Joseph Mallord William Turner View of the Via dei Sepolcri, Pompeii, from the Porta Ercolano 1819
Joseph Mallord William Turner 1775–1851
Folio 10 Recto:
View of the Via dei Sepolcri, Pompeii, from the Porta Ercolano 1819
D15755
Turner Bequest CLXXXV 10
Turner Bequest CLXXXV 10
Pencil on white wove paper, 113 x 189 mm
Inscribed by ?John Ruskin in blue ink ‘278’ bottom right and ‘10’ top right
Stamped in black ‘CLXXXV 10’ bottom right
Stamped in black ‘CLXXXV 10’ bottom right
Accepted by the nation as part of the Turner Bequest 1856
References
1909
A.J. Finberg, A Complete Inventory of the Drawings of the Turner Bequest, London 1909, vol.I, p.547, as ‘Do. [Ruins]’.
1984
Cecilia Powell, ‘Turner on Classic Ground: His Visits to Central and Southern Italy and Related Paintings and Drawings’, unpublished Ph.D thesis, Courtauld Institute of Art, University of London 1984, pp.186 note 74, 491 note 32.
1987
Cecilia Powell, Turner in the South: Rome, Naples, Florence, New Haven and London 1987, pp.79 note 25, [82] note 60.
——
To be done:
Reproduce word for word the entire catalog entry on Turner's drawing of the Via dei Sepolcri at Pompeii.

Data extract:
——
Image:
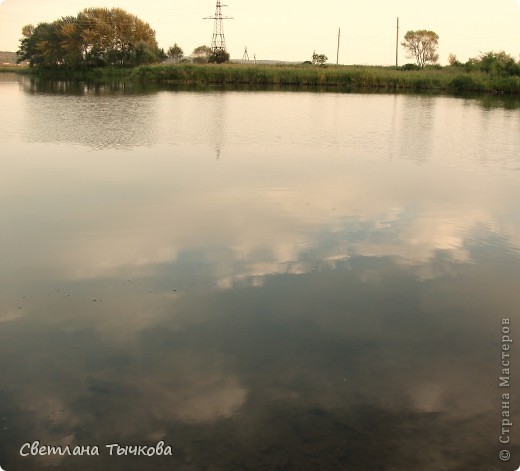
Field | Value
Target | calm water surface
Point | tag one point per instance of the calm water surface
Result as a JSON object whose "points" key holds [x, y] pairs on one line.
{"points": [[262, 280]]}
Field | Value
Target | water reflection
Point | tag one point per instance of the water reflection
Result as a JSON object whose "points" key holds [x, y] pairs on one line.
{"points": [[305, 302]]}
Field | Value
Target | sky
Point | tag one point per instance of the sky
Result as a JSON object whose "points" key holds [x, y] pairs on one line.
{"points": [[292, 31]]}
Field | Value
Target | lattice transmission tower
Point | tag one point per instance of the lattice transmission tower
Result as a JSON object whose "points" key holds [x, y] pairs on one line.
{"points": [[218, 42]]}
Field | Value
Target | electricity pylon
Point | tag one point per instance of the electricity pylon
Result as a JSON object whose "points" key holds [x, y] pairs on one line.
{"points": [[218, 42]]}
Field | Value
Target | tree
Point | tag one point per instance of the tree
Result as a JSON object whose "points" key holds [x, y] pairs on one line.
{"points": [[421, 45], [319, 59], [175, 52], [201, 54], [218, 56], [95, 37]]}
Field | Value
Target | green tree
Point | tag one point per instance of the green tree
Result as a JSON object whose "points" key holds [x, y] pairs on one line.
{"points": [[497, 63], [175, 52], [95, 37], [218, 56], [421, 45], [201, 54]]}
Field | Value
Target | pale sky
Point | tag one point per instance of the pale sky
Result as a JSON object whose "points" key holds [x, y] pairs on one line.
{"points": [[290, 30]]}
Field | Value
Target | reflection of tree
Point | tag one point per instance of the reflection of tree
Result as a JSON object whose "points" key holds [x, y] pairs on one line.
{"points": [[219, 122], [109, 115]]}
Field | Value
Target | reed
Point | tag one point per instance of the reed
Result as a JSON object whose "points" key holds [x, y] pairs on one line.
{"points": [[450, 79], [349, 77]]}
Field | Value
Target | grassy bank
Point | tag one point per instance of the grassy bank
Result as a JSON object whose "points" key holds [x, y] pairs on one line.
{"points": [[451, 79], [348, 77]]}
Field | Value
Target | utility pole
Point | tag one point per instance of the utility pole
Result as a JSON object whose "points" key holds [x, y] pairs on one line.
{"points": [[218, 42], [245, 57], [337, 53], [397, 45]]}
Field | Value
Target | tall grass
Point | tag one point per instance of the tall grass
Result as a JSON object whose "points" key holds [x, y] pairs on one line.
{"points": [[350, 77], [454, 79]]}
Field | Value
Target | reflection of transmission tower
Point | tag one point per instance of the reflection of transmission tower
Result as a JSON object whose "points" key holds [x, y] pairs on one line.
{"points": [[218, 42]]}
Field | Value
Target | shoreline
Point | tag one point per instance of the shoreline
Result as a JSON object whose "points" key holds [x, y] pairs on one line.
{"points": [[451, 79]]}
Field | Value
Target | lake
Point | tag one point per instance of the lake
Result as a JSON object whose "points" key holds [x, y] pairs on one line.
{"points": [[257, 279]]}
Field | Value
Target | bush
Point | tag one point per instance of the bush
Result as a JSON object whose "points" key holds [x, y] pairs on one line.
{"points": [[410, 67]]}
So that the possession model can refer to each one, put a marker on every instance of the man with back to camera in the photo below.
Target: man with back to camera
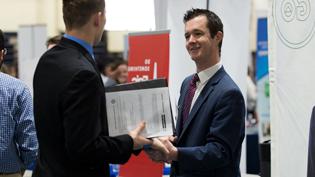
——
Answer for the task:
Joseph Mallord William Turner View of the Via dei Sepolcri, Pompeii, from the Porta Ercolano 1819
Joseph Mallord William Turner 1775–1851
Folio 10 Recto:
View of the Via dei Sepolcri, Pompeii, from the Porta Ercolano 1819
D15755
Turner Bequest CLXXXV 10
Turner Bequest CLXXXV 10
Pencil on white wove paper, 113 x 189 mm
Inscribed by ?John Ruskin in blue ink ‘278’ bottom right and ‘10’ top right
Stamped in black ‘CLXXXV 10’ bottom right
Stamped in black ‘CLXXXV 10’ bottom right
Accepted by the nation as part of the Turner Bequest 1856
References
1909
A.J. Finberg, A Complete Inventory of the Drawings of the Turner Bequest, London 1909, vol.I, p.547, as ‘Do. [Ruins]’.
1984
Cecilia Powell, ‘Turner on Classic Ground: His Visits to Central and Southern Italy and Related Paintings and Drawings’, unpublished Ph.D thesis, Courtauld Institute of Art, University of London 1984, pp.186 note 74, 491 note 32.
1987
Cecilia Powell, Turner in the South: Rome, Naples, Florence, New Haven and London 1987, pp.79 note 25, [82] note 60.